▸ **Provided text**
+ + + + +

- Based on: Strange Case of Dr Jekyll and Mr Hyde by Robert Louis Stevenson
- Written by: Jean Renoir
- Directed by: Jean Renoir
- Starring: Jean-Louis Barrault; Teddy Bilis; Michel Vitold; Jean Topart; Micheline Gary;
- Music by: Joseph Kosma
- Country of origin: France
- Original language: French

Production
- Cinematography: Georges Leclerc
- Editor: Renée Lichtig
- Running time: 95 minutes
- Production companies: R.T.F.; S.O.F.I.RA.D;

Original release
- Release: August 31, 1959

= The Doctor's Horrible Experiment =

1959 French television film

The Doctor's Horrible Experiment (Le Testament du docteur Cordelier) is a 1959 French black-and-white television film directed by Jean Renoir. It has been released in the United Kingdom as Experiment in Evil and on DVD as The Testament of Doctor Cordelier. The film is a retelling of the 1886 novella Strange Case of Dr Jekyll and Mr Hyde by Robert Louis Stevenson set in 1950s France. Jean-Louis Barrault plays Dr. Cordelier/Opale, the substitute for Dr. Jekyll/Hyde character; the film is also known for its visual style that is far above the normal television programs of the 1950s.

+ + + + +

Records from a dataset
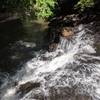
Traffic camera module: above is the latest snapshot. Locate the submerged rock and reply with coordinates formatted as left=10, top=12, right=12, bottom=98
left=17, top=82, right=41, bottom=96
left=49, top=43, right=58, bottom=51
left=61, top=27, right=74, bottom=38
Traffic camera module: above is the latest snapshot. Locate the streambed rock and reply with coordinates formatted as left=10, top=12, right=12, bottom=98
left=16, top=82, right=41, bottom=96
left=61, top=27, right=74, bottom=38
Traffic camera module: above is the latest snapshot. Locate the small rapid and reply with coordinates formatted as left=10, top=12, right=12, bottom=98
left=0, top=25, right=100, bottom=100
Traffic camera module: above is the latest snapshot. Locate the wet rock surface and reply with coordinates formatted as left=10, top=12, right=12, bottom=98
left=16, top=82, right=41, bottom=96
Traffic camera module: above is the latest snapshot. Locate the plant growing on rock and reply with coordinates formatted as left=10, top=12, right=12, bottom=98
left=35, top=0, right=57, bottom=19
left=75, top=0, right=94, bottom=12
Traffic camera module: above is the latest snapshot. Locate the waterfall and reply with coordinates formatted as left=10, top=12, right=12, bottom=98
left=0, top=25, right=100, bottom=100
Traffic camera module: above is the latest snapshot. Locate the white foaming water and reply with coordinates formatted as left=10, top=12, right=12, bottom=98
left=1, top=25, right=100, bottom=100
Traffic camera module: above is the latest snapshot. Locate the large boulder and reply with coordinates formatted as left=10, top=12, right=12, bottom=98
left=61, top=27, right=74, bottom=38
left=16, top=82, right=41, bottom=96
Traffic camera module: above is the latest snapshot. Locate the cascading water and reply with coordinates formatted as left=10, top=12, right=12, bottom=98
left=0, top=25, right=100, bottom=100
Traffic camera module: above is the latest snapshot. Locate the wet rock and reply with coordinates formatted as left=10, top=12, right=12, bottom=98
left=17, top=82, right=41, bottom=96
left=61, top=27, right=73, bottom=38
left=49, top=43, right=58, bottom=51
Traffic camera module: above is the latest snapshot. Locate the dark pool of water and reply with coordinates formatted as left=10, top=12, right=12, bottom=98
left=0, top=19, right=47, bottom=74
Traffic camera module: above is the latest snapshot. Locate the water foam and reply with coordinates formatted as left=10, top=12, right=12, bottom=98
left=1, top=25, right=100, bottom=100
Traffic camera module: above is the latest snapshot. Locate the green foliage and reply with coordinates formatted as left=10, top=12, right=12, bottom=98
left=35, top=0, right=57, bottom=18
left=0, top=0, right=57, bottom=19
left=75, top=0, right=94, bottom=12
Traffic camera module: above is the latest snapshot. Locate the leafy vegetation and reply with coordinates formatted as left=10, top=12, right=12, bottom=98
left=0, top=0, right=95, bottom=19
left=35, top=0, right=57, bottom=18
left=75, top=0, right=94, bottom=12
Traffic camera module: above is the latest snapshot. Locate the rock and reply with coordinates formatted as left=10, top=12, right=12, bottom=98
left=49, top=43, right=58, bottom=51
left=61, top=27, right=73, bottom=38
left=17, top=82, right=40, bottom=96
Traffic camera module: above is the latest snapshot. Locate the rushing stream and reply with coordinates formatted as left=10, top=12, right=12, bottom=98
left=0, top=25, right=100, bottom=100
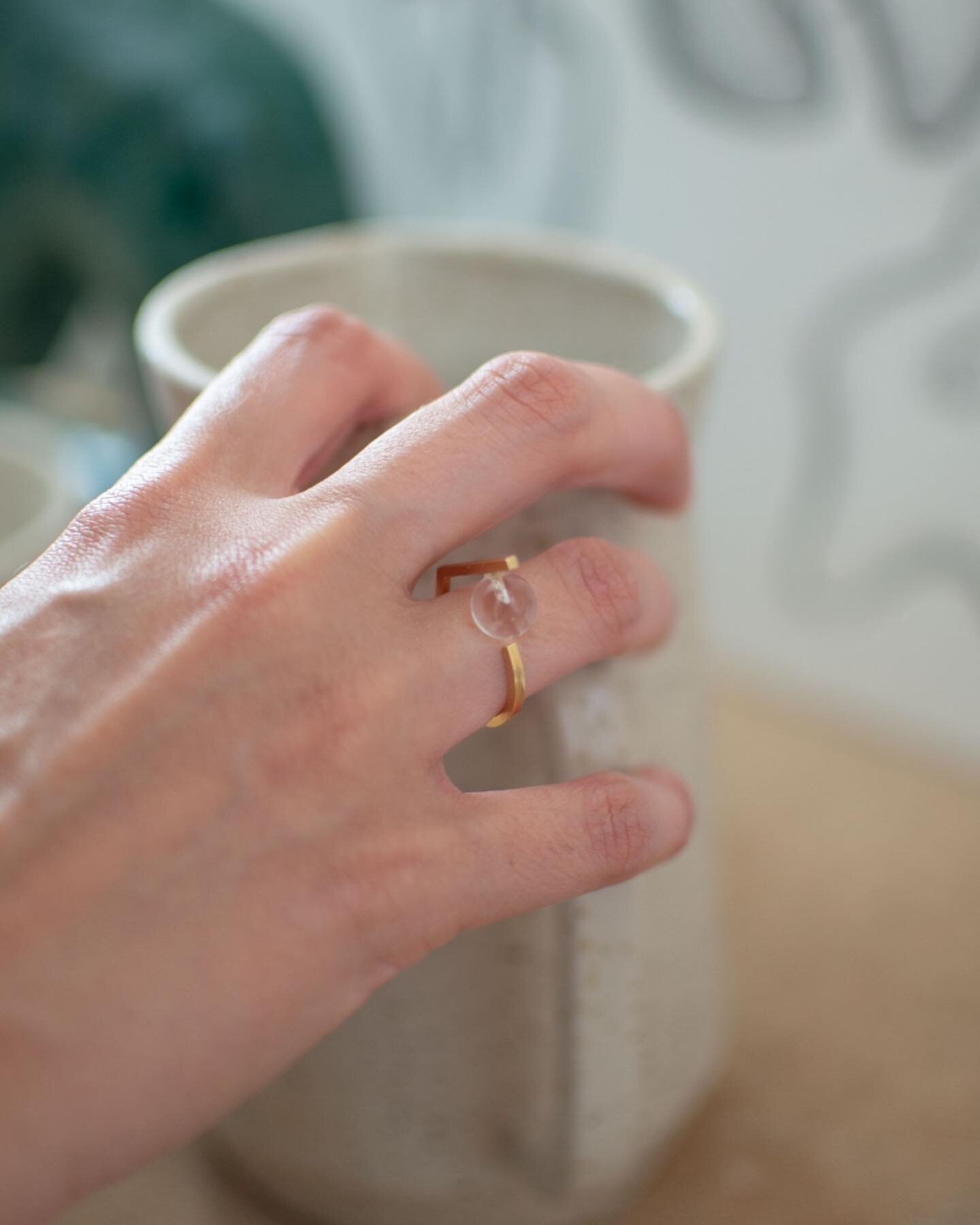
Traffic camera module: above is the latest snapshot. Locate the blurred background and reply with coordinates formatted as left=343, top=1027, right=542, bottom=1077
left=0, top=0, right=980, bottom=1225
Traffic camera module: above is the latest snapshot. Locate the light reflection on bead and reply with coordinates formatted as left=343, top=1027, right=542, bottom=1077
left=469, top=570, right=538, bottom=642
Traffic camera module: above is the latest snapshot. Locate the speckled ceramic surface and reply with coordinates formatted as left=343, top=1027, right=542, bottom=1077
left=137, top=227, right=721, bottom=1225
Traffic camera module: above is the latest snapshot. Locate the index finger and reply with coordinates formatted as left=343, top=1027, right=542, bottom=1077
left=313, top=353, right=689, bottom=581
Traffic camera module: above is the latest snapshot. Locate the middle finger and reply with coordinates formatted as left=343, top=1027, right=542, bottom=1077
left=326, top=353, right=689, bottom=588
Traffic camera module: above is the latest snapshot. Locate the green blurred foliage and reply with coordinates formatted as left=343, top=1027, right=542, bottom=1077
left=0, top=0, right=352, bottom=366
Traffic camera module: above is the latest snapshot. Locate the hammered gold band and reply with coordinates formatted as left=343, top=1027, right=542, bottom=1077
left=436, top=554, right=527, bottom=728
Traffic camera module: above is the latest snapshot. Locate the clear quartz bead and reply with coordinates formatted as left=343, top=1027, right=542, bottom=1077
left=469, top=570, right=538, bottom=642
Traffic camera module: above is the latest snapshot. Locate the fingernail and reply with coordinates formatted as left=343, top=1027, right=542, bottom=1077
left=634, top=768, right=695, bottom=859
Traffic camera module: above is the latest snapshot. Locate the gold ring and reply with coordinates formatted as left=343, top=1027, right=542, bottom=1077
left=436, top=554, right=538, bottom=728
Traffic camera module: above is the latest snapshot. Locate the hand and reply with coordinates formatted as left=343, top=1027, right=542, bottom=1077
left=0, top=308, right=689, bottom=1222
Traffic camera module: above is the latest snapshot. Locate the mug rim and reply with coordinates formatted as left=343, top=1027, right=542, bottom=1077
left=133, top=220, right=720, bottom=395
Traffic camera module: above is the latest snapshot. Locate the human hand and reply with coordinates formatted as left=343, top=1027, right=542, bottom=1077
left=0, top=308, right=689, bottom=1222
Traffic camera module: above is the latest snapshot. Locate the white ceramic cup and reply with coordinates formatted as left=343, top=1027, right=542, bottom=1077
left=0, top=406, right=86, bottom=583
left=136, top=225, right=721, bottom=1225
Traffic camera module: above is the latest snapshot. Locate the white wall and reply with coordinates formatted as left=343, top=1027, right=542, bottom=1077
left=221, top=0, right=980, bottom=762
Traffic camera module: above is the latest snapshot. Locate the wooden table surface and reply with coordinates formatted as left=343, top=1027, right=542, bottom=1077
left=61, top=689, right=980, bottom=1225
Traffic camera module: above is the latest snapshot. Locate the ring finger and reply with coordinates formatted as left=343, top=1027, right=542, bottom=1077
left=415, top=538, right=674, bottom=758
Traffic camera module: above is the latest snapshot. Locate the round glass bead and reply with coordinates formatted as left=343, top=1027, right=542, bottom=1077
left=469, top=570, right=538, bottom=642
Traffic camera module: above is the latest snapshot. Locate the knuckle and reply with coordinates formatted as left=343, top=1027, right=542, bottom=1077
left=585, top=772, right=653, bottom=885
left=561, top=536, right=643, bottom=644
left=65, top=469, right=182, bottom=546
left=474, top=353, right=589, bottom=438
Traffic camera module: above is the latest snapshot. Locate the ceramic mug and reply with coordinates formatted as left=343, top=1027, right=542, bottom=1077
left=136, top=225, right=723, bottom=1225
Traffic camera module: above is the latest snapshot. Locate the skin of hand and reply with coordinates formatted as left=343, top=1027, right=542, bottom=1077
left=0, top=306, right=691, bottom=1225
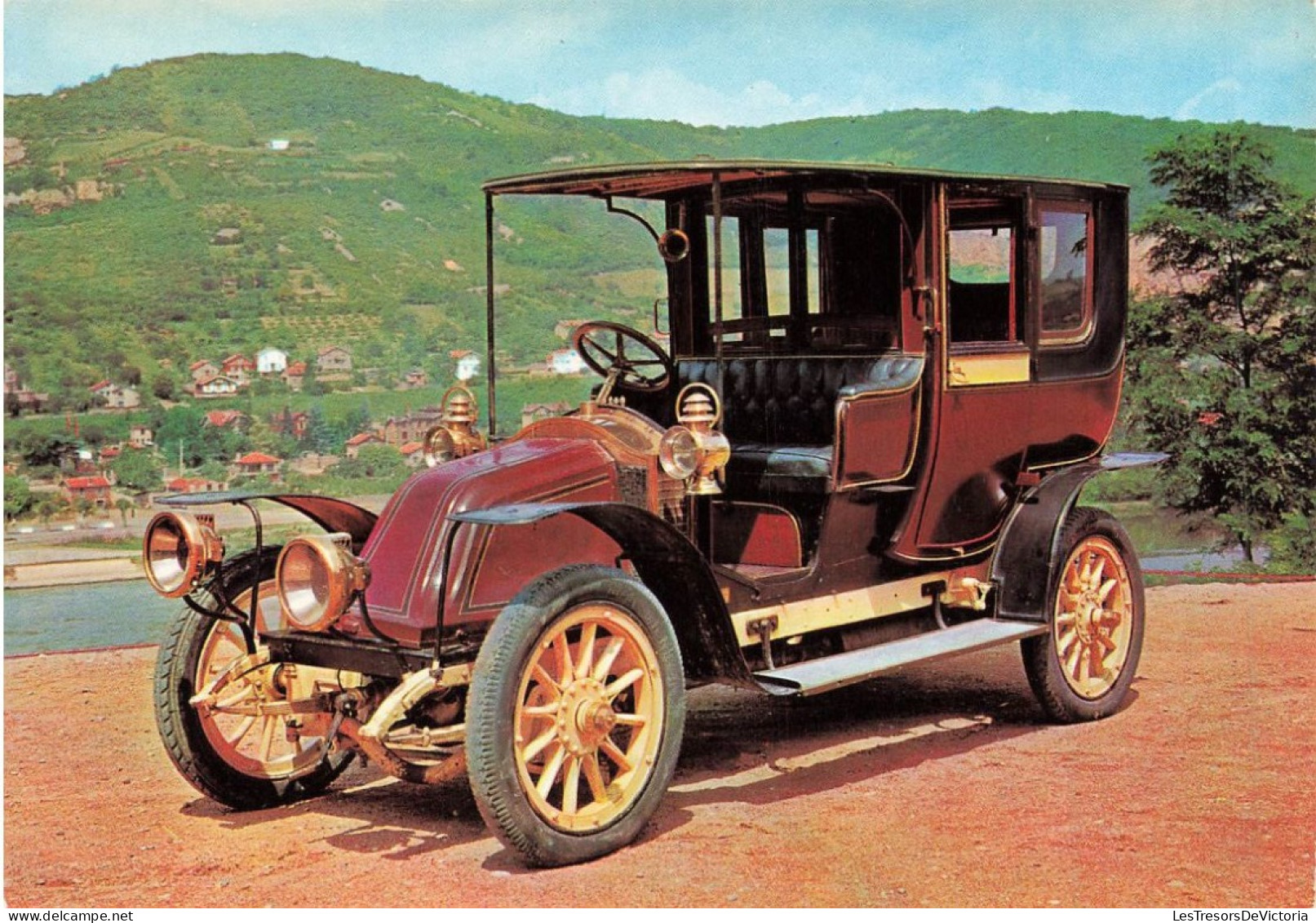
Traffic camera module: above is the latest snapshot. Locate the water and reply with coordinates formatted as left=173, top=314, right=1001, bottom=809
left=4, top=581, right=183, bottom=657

+ + + + +

▸ **Exercise requirements**
Reproduce the full text about the 1959 television film The Doctor's Horrible Experiment word for word.

▸ **Your solution**
- Based on: Strange Case of Dr Jekyll and Mr Hyde by Robert Louis Stevenson
- Written by: Jean Renoir
- Directed by: Jean Renoir
- Starring: Jean-Louis Barrault; Teddy Bilis; Michel Vitold; Jean Topart; Micheline Gary;
- Music by: Joseph Kosma
- Country of origin: France
- Original language: French

Production
- Cinematography: Georges Leclerc
- Editor: Renée Lichtig
- Running time: 95 minutes
- Production companies: R.T.F.; S.O.F.I.RA.D;

Original release
- Release: August 31, 1959

= The Doctor's Horrible Experiment =

1959 French television film

The Doctor's Horrible Experiment (Le Testament du docteur Cordelier) is a 1959 French black-and-white television film directed by Jean Renoir. It has been released in the United Kingdom as Experiment in Evil and on DVD as The Testament of Doctor Cordelier. The film is a retelling of the 1886 novella Strange Case of Dr Jekyll and Mr Hyde by Robert Louis Stevenson set in 1950s France. Jean-Louis Barrault plays Dr. Cordelier/Opale, the substitute for Dr. Jekyll/Hyde character; the film is also known for its visual style that is far above the normal television programs of the 1950s.